▶ [Tasks to perform]:
a - Which energy sources does the interview excerpt about work at IISc name as sources the lab's systems could harvest energy from?
b - In the interview excerpt about work at IISc, who received the soil data from the agricultural sensors and gave feedback to farmers?

##### Excerpted text #####

NAMBI: So interestingly when I joined IISc, the professor I worked with specialized in electronics, so things come back, so something I had always been passionate about. And I was the only computer science graduate in the lab at that time with others being electronic engineers, and I didn’t even know how to solder. But the lab environment was super encouraging, collaborative, so I, kind of, caught up very quickly. In that lab, basically, I worked on several projects in the emerging fields of embedded device and energy harvesting systems. Specifically, we were designing systems that could harvest energy from sources like sun, hydro, and even RF (radio frequency) signals. And my role was kind of twofold. One, I designed circuits and systems to make energy harvesting more efficient so that you can store this energy. And then I also wrote programs, software, to ensure that the harvested energy can be used efficiently. For instance, as we harvest some of this energy, you want to have your programs run very quickly so that you are able to sense the data, send it to the server in an efficient way. And one of the most exciting projects I worked during that time was on data-driven agriculture. So this was back in 2008, 2009, right, where we developed an embedded system device with sensors to monitor the agricultural fields, collecting data like soil moisture, soil temperature. And that was sent to the agronomists who were able to analyze this data and provide feedback to farmers. In many remote areas, still access to power is a huge challenge. So we used many of the technologies we were developing in the lab, specifically energy harvesting techniques, to power these sensors and devices in the rural farms, and that’s when I really got to see firsthand how technology could help people’s lives, particularly in rural settings. And that’s what, kind of, stood out in my experience at IISc, right, was that it was [the] end-to-end nature of the work. And it was not just writing code or designing circuits. It was about identifying the real-world problems, solving them efficiently, and deploying solutions in the field. And this cemented my passion for creating technology that solves real-world problems, and that’s what keeps me driving even today.

##### Record excerpts #####

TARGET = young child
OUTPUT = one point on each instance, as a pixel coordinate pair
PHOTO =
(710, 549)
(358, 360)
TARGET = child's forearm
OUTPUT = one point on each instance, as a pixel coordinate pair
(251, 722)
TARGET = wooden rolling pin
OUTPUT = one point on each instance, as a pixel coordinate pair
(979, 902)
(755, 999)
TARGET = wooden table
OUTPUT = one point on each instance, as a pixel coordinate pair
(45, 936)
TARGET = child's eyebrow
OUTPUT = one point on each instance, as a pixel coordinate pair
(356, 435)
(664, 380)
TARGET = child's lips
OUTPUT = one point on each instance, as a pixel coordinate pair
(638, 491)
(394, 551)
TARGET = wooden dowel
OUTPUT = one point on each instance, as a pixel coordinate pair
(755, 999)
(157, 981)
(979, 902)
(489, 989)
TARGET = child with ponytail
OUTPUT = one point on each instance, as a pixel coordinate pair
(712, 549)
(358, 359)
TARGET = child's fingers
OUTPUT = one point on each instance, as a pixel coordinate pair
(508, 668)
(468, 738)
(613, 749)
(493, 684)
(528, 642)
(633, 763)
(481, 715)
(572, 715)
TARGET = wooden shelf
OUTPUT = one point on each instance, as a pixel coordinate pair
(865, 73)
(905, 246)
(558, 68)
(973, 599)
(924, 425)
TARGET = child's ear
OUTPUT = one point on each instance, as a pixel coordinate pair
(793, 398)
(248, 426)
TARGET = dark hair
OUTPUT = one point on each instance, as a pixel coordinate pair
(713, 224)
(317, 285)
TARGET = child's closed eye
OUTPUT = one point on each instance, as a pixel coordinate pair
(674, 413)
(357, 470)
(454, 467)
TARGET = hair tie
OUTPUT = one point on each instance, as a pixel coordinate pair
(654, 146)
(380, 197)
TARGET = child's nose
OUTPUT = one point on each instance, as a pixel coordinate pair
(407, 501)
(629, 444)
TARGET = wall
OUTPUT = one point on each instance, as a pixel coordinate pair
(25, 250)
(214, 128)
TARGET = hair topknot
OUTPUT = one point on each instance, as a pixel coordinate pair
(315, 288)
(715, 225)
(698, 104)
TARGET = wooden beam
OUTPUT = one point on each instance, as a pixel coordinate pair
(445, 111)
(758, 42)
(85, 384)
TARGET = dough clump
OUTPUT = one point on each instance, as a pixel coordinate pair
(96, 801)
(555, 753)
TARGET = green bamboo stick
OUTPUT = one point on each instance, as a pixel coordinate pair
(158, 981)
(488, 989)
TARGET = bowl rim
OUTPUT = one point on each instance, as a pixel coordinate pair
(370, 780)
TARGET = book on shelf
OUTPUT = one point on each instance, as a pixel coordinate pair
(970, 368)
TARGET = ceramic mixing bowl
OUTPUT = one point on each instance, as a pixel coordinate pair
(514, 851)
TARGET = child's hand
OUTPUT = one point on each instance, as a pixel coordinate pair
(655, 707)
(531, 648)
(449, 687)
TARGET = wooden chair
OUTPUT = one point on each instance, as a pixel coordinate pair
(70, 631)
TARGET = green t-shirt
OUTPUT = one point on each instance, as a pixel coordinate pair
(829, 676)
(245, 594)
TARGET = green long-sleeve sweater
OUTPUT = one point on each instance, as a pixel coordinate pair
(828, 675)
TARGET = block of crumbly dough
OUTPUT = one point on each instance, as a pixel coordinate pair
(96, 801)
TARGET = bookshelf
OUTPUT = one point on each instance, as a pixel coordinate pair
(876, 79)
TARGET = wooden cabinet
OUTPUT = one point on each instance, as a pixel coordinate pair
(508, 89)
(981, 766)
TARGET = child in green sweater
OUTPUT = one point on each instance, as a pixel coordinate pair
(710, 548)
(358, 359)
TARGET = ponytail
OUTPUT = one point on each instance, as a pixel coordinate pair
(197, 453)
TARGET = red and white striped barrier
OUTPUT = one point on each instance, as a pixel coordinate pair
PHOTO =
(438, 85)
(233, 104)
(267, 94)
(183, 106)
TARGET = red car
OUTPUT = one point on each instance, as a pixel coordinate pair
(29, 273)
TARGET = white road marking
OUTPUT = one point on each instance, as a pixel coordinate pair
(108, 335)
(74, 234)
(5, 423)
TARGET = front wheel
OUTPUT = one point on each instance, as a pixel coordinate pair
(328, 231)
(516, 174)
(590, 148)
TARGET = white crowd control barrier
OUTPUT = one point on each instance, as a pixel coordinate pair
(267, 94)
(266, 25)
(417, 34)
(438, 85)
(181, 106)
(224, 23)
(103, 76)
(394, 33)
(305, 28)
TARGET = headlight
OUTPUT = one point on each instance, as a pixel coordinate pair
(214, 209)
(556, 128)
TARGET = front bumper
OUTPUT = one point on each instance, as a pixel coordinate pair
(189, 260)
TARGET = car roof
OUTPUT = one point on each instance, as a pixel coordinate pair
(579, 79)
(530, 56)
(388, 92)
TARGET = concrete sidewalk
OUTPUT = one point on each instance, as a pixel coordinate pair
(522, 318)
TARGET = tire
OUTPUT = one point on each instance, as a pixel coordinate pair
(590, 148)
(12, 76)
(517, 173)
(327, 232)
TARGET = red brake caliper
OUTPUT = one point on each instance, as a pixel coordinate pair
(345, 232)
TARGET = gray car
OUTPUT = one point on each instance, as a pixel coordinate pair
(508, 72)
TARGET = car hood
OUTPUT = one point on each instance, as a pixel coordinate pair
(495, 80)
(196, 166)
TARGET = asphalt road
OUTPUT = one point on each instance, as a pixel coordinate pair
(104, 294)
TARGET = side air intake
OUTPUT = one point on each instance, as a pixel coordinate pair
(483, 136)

#####

▶ [Solutions in order]:
a - Sun, hydro, and RF (radio frequency) signals.

b - The agronomists.